> **SET TASKS**
1. Answer these from the Tradacoms passage:
(a) In what year was Tradacoms introduced?
(b) In favor of what did development of the standard effectively cease in 1995?
(c) What is the insurance-industry service that uses the Tradacoms syntax called, and when was it established?
2. Return everything in the Tradacoms passage from "There are additional" down to "and Home Shopping.", copied word for word.

> **PASSAGE GIVEN**
= TRADACOMS =

British standard for Electronic Data Interchange

Tradacoms is an early standard for EDI (Electronic Data Interchange) primarily used in the UK retail sector. It was introduced in 1982 as an implementation of the UN/GTDI syntax, one of the precursors of EDIFACT, and was maintained and extended by the UK Article Numbering Association (now called GS1 UK).

The standard is obsolescent since development of it effectively ceased in 1995 in favour of the GS1 EDI EANCOM subsets. Despite this it has proved durable and the majority of the retail EDI traffic in the UK still uses it.

== Transactions ==

There are 25 transactions defined in Tradacoms:

1. THE PRODUCT INFORMATION FILE
2. THE PRICE INFORMATION FILE
3. THE CUSTOMER INFORMATION FILE
4. THE ORDER FILE
5. THE PICKING INSTRUCTIONS FILE
6. THE DELIVERY NOTIFICATION FILE
7. THE DELIVERY CONFIRMATION FILE
8. THE INVOICE FILE
9. THE CREDIT NOTE FILE
10. THE STATEMENT/REMITTANCE DETAILS FILE
11. THE UPLIFT INSTRUCTION FILE
12. THE UPLIFT CONFIRMATION FILE
13. THE STOCK SNAPSHOT FILE
14. THE STOCK ADJUSTMENT FILE
15. THE AVAILABILITY REPORT FILE
16. THE GENERAL COMMUNICATIONS FILE
17. THE COMPLEX ORDER FILE
18. THE ACKNOWLEDGEMENT OF ORDER FILE
19. THE PRODUCT PLANNING REPORT FILE
20. THE PAYMENT ORDER FILE
21. THE DEBIT ADVICE FILE
22. THE CREDIT ADVICE FILE
23. THE EXCEPTION CONDITION FILE
24. THE LOCATION PLANNING REPORT FILE
25. THE UTILITY BILL FILE

There are additional transactions defined for use in the Insurance Industry which use the Tradacoms syntax, but with implicit nesting. The service is known as Brokernet and was established in 1986.

The UK Book Trade also has additional transactions defined for Orders, Issues, and Price & Availability Updates. There are industry message variants for the News Trade, Textiles and Home Shopping.

> **DATASET EXCERPTS**
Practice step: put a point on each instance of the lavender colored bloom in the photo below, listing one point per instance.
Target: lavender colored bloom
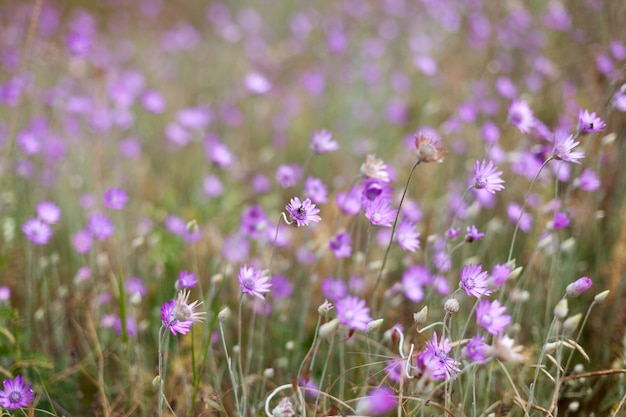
(563, 145)
(490, 316)
(521, 116)
(288, 175)
(115, 198)
(302, 213)
(578, 287)
(340, 245)
(48, 212)
(315, 189)
(334, 289)
(352, 312)
(474, 350)
(253, 282)
(435, 360)
(16, 394)
(100, 226)
(407, 237)
(322, 142)
(380, 213)
(186, 280)
(487, 177)
(473, 234)
(588, 180)
(37, 231)
(589, 122)
(379, 401)
(474, 281)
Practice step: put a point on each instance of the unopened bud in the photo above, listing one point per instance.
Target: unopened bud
(561, 309)
(374, 325)
(328, 329)
(451, 306)
(601, 296)
(571, 323)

> **RESPONSES IN ORDER**
1.
(a) 1982
(b) The GS1 EDI EANCOM subsets
(c) Brokernet, established in 1986

2.
There are additional transactions defined for use in the Insurance Industry which use the Tradacoms syntax, but with implicit nesting. The service is known as Brokernet and was established in 1986.

The UK Book Trade also has additional transactions defined for Orders, Issues, and Price & Availability Updates. There are industry message variants for the News Trade, Textiles and Home Shopping.